[Given exercise]
Can you reproduce the data below with every "whole-pixels-x-before-y" replaced by "integer-pixels-x-first", changing nothing else and leaving out the pictures?

[Recorded data]
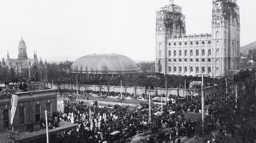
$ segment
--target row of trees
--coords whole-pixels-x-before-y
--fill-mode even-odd
[[[201,77],[198,76],[165,75],[163,74],[150,74],[145,72],[129,75],[120,74],[118,77],[112,78],[105,76],[108,74],[107,67],[102,67],[103,71],[106,71],[106,73],[96,75],[95,78],[90,78],[88,77],[88,74],[82,73],[82,71],[85,70],[82,67],[77,68],[76,69],[79,74],[69,73],[72,64],[72,62],[68,61],[60,62],[59,64],[47,64],[49,82],[53,80],[54,83],[76,84],[77,76],[78,82],[81,84],[120,86],[121,80],[122,85],[124,86],[150,86],[152,88],[165,88],[166,80],[167,88],[184,88],[186,80],[186,87],[188,88],[190,82],[201,80]],[[85,71],[88,71],[89,73],[89,70],[85,69]],[[225,82],[224,78],[214,78],[210,77],[206,77],[205,80],[205,86],[213,86]]]
[[[16,74],[13,69],[0,66],[0,83],[13,82],[16,79]]]

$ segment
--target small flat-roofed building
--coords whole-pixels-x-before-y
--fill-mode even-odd
[[[57,110],[57,90],[49,89],[15,93],[8,88],[0,91],[0,142],[13,141],[7,136],[10,130],[10,114],[12,94],[19,97],[18,104],[13,119],[14,131],[18,131],[19,135],[15,137],[20,139],[19,142],[46,142],[46,129],[39,129],[41,118],[45,118],[45,111],[47,111],[47,118]],[[30,132],[27,125],[33,122],[35,130]],[[54,138],[57,133],[70,130],[77,125],[66,121],[60,121],[59,127],[49,129],[49,138]],[[55,136],[55,137],[54,137]]]

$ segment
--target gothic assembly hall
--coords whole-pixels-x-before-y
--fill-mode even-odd
[[[19,54],[18,58],[11,59],[9,53],[7,52],[6,60],[3,59],[2,67],[13,70],[17,77],[31,78],[34,80],[43,80],[45,79],[46,69],[46,61],[44,63],[40,58],[37,59],[36,52],[34,52],[34,58],[28,58],[27,47],[22,37],[19,44]]]

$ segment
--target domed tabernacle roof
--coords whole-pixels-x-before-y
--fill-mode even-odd
[[[72,72],[87,73],[132,73],[139,72],[135,62],[119,54],[92,54],[82,57],[71,66]]]

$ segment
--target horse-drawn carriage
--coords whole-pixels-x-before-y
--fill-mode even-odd
[[[69,97],[69,99],[70,99],[71,101],[73,101],[74,99],[76,99],[76,97],[73,97],[73,95],[68,95],[68,97]]]

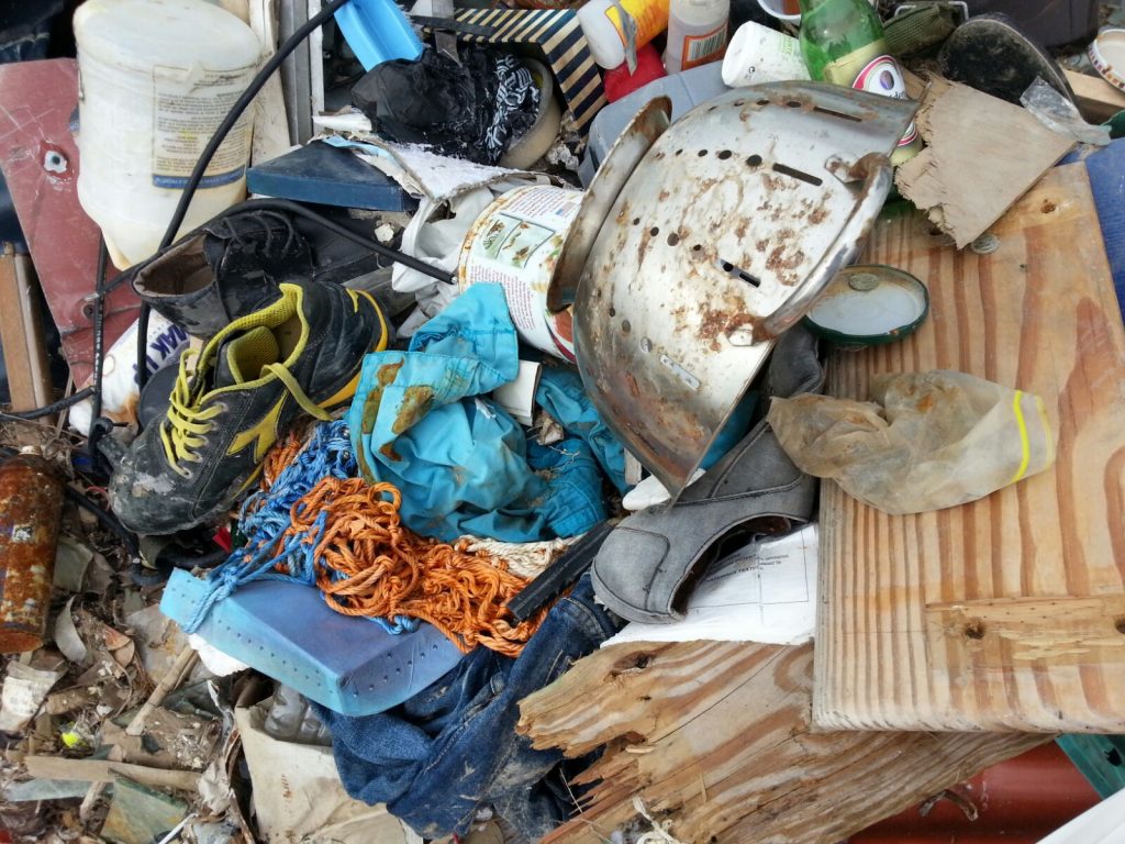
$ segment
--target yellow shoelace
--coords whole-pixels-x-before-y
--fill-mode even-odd
[[[201,458],[197,449],[206,445],[206,436],[215,428],[215,417],[226,410],[222,399],[213,402],[206,407],[200,407],[197,404],[198,399],[192,399],[189,386],[189,361],[195,354],[195,350],[189,349],[180,357],[180,372],[176,378],[176,386],[172,388],[171,402],[165,417],[166,424],[160,427],[164,456],[168,458],[169,465],[184,477],[191,470],[182,464],[200,461]],[[284,363],[266,365],[262,367],[262,374],[267,372],[285,385],[289,395],[294,397],[303,411],[322,421],[331,419],[328,413],[308,397]]]

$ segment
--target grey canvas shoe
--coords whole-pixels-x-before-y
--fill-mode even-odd
[[[782,335],[766,375],[771,396],[819,392],[817,341],[796,326]],[[593,565],[597,600],[632,621],[683,618],[691,584],[755,535],[782,533],[812,517],[817,479],[789,459],[765,420],[669,506],[630,515]]]

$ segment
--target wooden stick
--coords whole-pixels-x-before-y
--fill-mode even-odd
[[[1090,123],[1104,123],[1118,111],[1125,111],[1125,92],[1118,91],[1100,77],[1064,71],[1078,99],[1078,109]]]
[[[27,773],[39,780],[79,780],[82,782],[112,782],[116,776],[127,776],[142,785],[195,791],[199,774],[194,771],[164,771],[160,767],[134,765],[128,762],[105,762],[89,758],[58,756],[25,756]]]
[[[129,726],[125,728],[125,735],[140,736],[144,731],[144,725],[148,720],[148,717],[153,713],[153,710],[163,703],[164,698],[166,698],[169,693],[183,681],[183,679],[188,675],[188,672],[190,672],[195,666],[196,659],[198,658],[199,655],[191,647],[184,648],[183,652],[176,657],[176,662],[172,663],[168,673],[161,677],[156,688],[152,690],[152,694],[148,697],[148,700],[145,701],[144,706],[141,707],[141,711],[133,717],[133,720],[129,721]]]

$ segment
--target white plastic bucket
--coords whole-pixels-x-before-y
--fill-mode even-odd
[[[547,309],[547,288],[583,192],[549,185],[516,188],[496,198],[469,228],[457,278],[461,289],[480,281],[504,287],[520,338],[574,362],[570,311]]]
[[[238,18],[202,0],[87,0],[74,14],[74,37],[78,196],[124,269],[156,251],[261,46]],[[180,234],[245,197],[252,111],[216,152]]]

[Complete output]
$ segment
--target row of trees
--coords integer-pixels-x-first
--fill-mode even-odd
[[[201,77],[198,76],[165,75],[163,74],[150,74],[145,72],[129,75],[120,74],[118,77],[112,78],[105,76],[108,74],[107,67],[102,67],[103,71],[106,71],[106,73],[96,75],[95,78],[90,78],[88,77],[88,74],[82,73],[82,71],[85,70],[82,67],[77,68],[76,69],[79,74],[69,73],[72,64],[72,62],[68,61],[60,62],[59,64],[47,64],[49,82],[53,80],[54,83],[76,84],[77,76],[78,82],[81,84],[120,86],[121,80],[122,85],[124,86],[150,86],[152,88],[165,88],[166,80],[167,88],[184,88],[186,80],[186,87],[188,88],[190,82],[201,80]],[[85,71],[88,71],[89,73],[89,70],[85,69]],[[225,82],[224,78],[214,78],[210,77],[206,77],[205,80],[205,86],[213,86]]]
[[[16,74],[13,69],[0,66],[0,83],[13,82],[16,79]]]

$ segment
--target small flat-roofed building
--coords integer-pixels-x-first
--fill-mode even-odd
[[[57,110],[57,90],[49,89],[15,93],[8,88],[0,91],[0,142],[13,141],[7,136],[10,130],[10,114],[12,94],[19,97],[18,104],[13,119],[14,131],[18,131],[19,135],[15,137],[20,139],[19,142],[46,142],[46,129],[39,129],[41,118],[45,118],[45,111],[47,111],[47,118]],[[30,132],[27,125],[33,122],[35,130]],[[54,138],[57,133],[70,130],[77,125],[66,121],[60,121],[59,127],[49,129],[49,138]],[[55,136],[55,137],[54,137]]]

$ segment
--target gothic assembly hall
--coords integer-pixels-x-first
--fill-mode even-odd
[[[19,54],[18,58],[11,59],[9,53],[7,52],[6,60],[3,59],[2,67],[13,70],[17,77],[31,78],[34,80],[43,80],[45,79],[46,69],[46,61],[44,63],[40,58],[37,59],[36,52],[34,52],[34,58],[28,58],[27,47],[22,37],[19,44]]]

$ segment
--target domed tabernacle roof
--coords integer-pixels-x-first
--fill-mode even-odd
[[[72,72],[87,73],[132,73],[139,72],[135,62],[119,54],[92,54],[82,57],[71,66]]]

$ segment
--target horse-drawn carriage
--coords integer-pixels-x-first
--fill-mode even-odd
[[[69,97],[69,99],[70,99],[71,101],[73,101],[74,99],[76,99],[76,97],[73,97],[73,95],[68,95],[68,97]]]

$ segment
--target yellow shoelace
--coords integer-pixels-x-first
--fill-mode even-odd
[[[201,458],[197,449],[206,445],[206,436],[215,428],[215,417],[226,410],[222,399],[213,402],[206,407],[200,407],[197,404],[198,399],[192,399],[189,386],[189,361],[195,354],[195,350],[189,349],[180,357],[180,372],[176,378],[176,386],[172,388],[171,402],[165,417],[166,424],[160,427],[164,456],[168,458],[169,465],[184,477],[191,470],[182,464],[200,461]],[[284,363],[266,365],[262,367],[262,374],[267,372],[285,385],[289,395],[294,397],[303,411],[322,421],[331,419],[328,413],[308,397]]]

$ segment
--target grey canvas shoe
--coords integer-pixels-x-first
--fill-mode even-odd
[[[782,335],[766,375],[771,396],[819,392],[817,341],[796,326]],[[593,565],[597,600],[632,621],[683,618],[691,584],[755,535],[782,533],[812,517],[817,479],[789,459],[765,420],[669,506],[630,515]]]

$ segment
--target wooden stick
--coords integer-pixels-x-first
--fill-mode even-odd
[[[1090,123],[1104,123],[1118,111],[1125,111],[1125,92],[1118,91],[1100,77],[1064,71],[1078,99],[1078,109]]]
[[[27,773],[39,780],[79,780],[82,782],[112,782],[116,776],[127,776],[142,785],[195,791],[199,774],[194,771],[164,771],[160,767],[134,765],[128,762],[105,762],[89,758],[58,756],[25,756]]]
[[[129,726],[125,728],[125,735],[140,736],[144,731],[144,725],[148,720],[148,717],[153,713],[153,710],[163,703],[164,698],[166,698],[169,693],[183,681],[183,679],[188,675],[188,672],[190,672],[195,666],[196,659],[198,658],[199,655],[191,647],[184,648],[183,652],[176,657],[176,662],[172,663],[168,673],[161,677],[156,688],[152,690],[152,694],[148,697],[148,700],[145,701],[144,706],[141,707],[141,711],[133,717],[133,720],[129,721]]]

$ segment
--target white plastic bucket
--coords integer-pixels-x-first
--fill-mode even-odd
[[[547,309],[547,288],[583,192],[549,185],[516,188],[496,198],[469,228],[457,278],[461,289],[480,281],[504,287],[520,338],[574,362],[570,311]]]
[[[238,18],[202,0],[87,0],[74,14],[74,37],[78,196],[124,269],[156,251],[261,46]],[[180,234],[245,197],[252,111],[216,152]]]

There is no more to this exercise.